Records from a data collection:
====================

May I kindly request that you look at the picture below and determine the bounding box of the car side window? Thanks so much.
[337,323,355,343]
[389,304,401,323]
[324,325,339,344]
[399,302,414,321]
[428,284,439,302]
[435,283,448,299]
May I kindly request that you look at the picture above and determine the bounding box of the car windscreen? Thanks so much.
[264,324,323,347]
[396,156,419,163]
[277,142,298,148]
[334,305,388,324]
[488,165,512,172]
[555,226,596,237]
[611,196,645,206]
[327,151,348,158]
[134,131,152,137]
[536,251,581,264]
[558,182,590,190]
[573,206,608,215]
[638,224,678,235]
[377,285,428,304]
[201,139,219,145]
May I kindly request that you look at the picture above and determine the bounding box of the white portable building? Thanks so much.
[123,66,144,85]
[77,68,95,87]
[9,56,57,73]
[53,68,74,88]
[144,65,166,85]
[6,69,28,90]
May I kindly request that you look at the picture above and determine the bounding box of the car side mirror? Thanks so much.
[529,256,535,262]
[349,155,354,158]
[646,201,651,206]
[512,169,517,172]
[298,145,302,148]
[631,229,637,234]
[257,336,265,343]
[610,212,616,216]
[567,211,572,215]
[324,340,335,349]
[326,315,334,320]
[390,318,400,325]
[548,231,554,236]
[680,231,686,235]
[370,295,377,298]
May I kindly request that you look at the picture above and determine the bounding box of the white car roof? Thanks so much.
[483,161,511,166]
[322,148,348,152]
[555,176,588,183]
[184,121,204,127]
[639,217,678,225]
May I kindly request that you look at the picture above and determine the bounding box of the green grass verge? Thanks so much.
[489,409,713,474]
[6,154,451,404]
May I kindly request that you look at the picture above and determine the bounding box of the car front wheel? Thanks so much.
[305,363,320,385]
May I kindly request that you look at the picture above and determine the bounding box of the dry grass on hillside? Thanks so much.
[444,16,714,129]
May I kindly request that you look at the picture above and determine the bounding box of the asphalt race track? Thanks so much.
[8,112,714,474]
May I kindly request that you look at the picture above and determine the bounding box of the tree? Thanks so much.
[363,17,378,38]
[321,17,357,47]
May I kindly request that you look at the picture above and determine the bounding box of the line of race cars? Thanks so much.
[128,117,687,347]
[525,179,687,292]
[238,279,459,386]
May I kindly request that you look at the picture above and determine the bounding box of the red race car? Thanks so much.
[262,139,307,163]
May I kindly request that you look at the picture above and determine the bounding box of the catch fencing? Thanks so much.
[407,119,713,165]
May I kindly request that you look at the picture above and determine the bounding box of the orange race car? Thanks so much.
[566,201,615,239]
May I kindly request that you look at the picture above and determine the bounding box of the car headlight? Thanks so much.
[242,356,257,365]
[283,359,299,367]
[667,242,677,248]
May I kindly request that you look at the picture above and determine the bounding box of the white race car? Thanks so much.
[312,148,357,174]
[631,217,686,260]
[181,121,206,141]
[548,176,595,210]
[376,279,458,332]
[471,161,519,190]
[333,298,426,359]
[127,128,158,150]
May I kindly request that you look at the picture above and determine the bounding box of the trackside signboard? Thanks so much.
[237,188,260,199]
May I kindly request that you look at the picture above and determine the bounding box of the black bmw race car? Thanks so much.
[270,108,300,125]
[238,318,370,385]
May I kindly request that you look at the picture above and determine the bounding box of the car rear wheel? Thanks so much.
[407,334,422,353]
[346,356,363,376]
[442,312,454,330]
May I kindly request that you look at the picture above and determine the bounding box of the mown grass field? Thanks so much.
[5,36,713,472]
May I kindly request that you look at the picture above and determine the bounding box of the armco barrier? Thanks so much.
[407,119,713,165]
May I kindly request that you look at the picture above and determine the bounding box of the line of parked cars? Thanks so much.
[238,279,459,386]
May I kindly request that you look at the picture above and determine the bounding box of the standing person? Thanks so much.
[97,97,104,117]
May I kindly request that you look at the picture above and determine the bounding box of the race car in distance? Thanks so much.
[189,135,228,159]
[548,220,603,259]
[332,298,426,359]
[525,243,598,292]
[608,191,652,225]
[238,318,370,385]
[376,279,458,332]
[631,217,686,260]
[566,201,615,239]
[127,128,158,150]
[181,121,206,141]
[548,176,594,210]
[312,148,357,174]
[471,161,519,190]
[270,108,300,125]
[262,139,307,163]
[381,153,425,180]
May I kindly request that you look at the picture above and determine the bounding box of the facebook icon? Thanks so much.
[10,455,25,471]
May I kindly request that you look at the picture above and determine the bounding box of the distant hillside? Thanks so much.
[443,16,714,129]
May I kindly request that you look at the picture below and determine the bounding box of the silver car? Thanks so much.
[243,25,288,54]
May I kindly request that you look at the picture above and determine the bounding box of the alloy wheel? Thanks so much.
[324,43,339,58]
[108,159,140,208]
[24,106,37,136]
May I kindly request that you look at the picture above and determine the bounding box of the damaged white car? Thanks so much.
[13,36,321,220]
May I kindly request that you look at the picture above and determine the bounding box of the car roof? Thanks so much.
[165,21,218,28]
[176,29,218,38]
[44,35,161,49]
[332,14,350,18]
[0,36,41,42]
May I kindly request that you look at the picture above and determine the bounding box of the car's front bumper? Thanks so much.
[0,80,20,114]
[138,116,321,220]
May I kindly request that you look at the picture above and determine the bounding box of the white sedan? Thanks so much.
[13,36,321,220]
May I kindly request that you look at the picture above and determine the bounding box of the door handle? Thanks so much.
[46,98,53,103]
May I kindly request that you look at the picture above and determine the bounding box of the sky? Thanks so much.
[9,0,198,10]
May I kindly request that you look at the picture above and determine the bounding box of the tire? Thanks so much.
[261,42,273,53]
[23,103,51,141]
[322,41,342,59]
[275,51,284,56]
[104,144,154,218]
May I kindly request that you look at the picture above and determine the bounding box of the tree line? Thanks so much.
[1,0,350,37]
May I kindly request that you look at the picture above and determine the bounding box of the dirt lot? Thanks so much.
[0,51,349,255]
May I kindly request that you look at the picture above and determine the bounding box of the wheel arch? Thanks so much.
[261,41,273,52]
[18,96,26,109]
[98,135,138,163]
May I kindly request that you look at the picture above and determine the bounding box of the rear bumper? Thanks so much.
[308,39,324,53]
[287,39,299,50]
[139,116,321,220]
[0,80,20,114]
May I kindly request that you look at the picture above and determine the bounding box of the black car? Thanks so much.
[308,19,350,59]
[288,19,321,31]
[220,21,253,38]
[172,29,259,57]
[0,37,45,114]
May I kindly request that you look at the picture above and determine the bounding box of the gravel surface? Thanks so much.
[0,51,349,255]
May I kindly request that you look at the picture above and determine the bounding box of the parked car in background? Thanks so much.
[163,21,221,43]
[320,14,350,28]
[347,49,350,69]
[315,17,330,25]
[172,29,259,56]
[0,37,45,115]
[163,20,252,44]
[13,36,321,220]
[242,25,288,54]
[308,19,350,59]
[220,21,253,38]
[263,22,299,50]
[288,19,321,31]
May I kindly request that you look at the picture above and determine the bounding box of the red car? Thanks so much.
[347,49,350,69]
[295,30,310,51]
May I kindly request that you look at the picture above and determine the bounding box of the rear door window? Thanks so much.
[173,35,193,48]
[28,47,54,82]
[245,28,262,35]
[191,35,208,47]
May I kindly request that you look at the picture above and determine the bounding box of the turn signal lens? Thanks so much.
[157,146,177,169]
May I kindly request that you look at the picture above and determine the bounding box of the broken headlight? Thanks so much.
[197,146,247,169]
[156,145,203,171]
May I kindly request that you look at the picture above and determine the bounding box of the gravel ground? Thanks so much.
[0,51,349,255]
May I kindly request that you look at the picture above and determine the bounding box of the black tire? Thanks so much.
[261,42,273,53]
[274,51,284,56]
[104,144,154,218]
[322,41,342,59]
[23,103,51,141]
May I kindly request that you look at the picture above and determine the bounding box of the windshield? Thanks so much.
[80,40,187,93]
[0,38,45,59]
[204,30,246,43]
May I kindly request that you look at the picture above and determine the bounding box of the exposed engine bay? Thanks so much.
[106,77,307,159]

====================

Assignment =
Your answer should be the lines from the one containing "broken headlight? Thanks so much." through the last line of the records, repeated exactly and with nothing added.

Solved exercise =
May I kindly request that you look at the picture above and determine the bounding box of the broken headlight? Thanks so much.
[197,146,247,169]
[156,145,203,171]
May I kindly request that you look at the picture above and determine the bounding box of the gravel ground? Thanks so much.
[0,51,349,255]
May I kindly request that you look at the picture above and determine the bounding box of the black tire? Thanks so much.
[261,42,273,53]
[274,51,284,56]
[104,144,154,218]
[322,41,342,59]
[23,103,51,141]
May I kindly request that you look at the picture above and determine the bounding box of the windshield? Thanks so much.
[80,40,187,93]
[0,38,45,59]
[204,30,246,43]
May I kindly request that you look at the picture above and determine the bounding box of the exposed engine bay? Thanks so much.
[106,77,307,159]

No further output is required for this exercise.